[start]
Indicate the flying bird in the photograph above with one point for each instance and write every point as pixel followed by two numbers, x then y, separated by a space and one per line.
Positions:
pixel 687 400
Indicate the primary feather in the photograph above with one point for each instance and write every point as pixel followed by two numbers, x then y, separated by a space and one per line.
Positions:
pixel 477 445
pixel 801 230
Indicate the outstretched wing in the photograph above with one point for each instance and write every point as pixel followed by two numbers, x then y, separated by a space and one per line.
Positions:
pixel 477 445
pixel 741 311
[end]
[start]
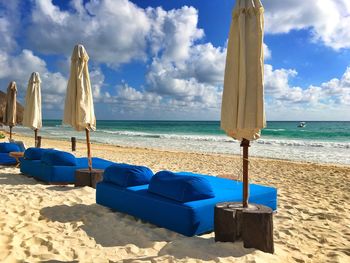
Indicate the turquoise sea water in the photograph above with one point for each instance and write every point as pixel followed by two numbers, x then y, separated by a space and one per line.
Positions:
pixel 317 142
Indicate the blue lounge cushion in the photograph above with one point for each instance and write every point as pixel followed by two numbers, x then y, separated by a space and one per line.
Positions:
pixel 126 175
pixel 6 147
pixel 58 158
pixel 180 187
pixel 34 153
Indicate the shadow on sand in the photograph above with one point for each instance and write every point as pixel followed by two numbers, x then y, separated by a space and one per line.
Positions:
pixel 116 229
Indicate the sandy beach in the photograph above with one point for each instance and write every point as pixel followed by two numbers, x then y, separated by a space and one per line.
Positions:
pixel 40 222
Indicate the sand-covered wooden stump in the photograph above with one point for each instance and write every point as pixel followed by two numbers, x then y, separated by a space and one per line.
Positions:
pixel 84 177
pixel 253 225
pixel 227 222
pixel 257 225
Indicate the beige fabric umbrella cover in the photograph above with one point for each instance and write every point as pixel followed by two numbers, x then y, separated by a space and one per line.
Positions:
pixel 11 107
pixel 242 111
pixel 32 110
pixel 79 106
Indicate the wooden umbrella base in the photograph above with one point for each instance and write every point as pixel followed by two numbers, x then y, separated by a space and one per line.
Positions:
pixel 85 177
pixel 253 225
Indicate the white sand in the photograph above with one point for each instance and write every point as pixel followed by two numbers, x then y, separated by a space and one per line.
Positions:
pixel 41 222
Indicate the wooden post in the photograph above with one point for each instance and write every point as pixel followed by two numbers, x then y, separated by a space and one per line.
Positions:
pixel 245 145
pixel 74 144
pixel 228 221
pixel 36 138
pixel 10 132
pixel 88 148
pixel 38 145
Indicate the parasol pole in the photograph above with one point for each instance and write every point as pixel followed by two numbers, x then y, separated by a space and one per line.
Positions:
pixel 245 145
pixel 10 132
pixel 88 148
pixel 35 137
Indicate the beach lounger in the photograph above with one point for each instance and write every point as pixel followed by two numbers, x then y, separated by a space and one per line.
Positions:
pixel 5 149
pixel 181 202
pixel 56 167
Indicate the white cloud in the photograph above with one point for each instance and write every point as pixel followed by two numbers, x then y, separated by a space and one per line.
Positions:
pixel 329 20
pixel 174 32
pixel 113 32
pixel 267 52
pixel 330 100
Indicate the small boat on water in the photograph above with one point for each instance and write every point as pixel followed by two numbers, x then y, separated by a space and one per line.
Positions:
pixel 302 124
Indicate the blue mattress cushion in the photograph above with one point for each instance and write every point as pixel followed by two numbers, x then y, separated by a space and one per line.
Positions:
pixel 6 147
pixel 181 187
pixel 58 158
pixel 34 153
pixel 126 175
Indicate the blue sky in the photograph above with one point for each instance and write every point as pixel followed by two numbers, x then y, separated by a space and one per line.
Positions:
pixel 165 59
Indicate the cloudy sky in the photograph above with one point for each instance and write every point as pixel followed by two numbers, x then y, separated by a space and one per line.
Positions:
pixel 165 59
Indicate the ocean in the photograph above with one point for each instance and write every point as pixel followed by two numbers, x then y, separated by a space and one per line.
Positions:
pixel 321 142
[end]
# Exercise aim:
Count the lines of the records that contain the word "water", and give only the number.

# Solution:
2